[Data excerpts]
⟨

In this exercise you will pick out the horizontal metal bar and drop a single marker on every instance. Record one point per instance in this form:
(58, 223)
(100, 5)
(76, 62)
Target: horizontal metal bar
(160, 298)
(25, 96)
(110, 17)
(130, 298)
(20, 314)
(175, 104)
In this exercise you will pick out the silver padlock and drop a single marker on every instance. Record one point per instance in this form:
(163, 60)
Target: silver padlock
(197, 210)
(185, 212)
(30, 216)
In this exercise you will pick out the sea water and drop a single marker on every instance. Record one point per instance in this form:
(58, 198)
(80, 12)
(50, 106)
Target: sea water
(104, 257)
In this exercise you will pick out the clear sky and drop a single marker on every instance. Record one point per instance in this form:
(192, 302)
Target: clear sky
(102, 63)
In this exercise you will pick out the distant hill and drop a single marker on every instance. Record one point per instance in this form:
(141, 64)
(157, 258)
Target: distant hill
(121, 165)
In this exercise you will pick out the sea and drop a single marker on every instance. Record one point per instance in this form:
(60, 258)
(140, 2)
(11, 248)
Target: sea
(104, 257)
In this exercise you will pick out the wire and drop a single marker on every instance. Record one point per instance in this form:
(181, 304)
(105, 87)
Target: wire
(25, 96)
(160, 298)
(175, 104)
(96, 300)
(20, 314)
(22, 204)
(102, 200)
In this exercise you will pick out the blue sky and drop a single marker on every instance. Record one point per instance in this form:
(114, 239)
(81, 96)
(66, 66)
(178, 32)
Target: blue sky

⟩

# TASK TO COMPLETE:
Pull every line with "blue" from the records.

# TASK ANSWER:
In this exercise you will pick out the blue sky and drop a single marker on every instance. Record one point per instance in this form:
Target: blue sky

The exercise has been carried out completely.